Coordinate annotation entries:
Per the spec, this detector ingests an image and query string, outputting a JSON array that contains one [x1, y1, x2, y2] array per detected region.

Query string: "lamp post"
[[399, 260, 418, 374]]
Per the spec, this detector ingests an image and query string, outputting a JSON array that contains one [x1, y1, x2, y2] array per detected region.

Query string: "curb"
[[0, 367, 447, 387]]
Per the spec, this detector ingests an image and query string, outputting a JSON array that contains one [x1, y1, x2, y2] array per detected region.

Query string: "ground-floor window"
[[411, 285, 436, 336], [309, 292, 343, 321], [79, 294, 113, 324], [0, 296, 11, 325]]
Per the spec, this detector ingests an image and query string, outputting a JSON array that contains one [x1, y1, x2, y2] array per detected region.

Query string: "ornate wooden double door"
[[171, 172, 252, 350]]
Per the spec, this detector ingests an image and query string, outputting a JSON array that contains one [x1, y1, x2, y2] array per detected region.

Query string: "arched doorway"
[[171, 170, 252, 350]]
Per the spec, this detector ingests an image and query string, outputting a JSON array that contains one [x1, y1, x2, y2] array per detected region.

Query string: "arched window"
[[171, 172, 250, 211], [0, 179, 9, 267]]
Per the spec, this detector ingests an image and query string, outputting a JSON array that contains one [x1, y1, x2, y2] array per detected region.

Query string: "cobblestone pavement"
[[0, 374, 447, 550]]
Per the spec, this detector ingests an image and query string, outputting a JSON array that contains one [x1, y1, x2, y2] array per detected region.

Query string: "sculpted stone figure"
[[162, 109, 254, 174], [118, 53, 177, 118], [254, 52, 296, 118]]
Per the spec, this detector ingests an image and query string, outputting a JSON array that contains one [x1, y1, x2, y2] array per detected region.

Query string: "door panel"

What the exercise asks: Identify every line of the items above that contains the word "arched", and copy each such line. Case counts.

Full response:
Query string: "arched doorway"
Query string: "arched window"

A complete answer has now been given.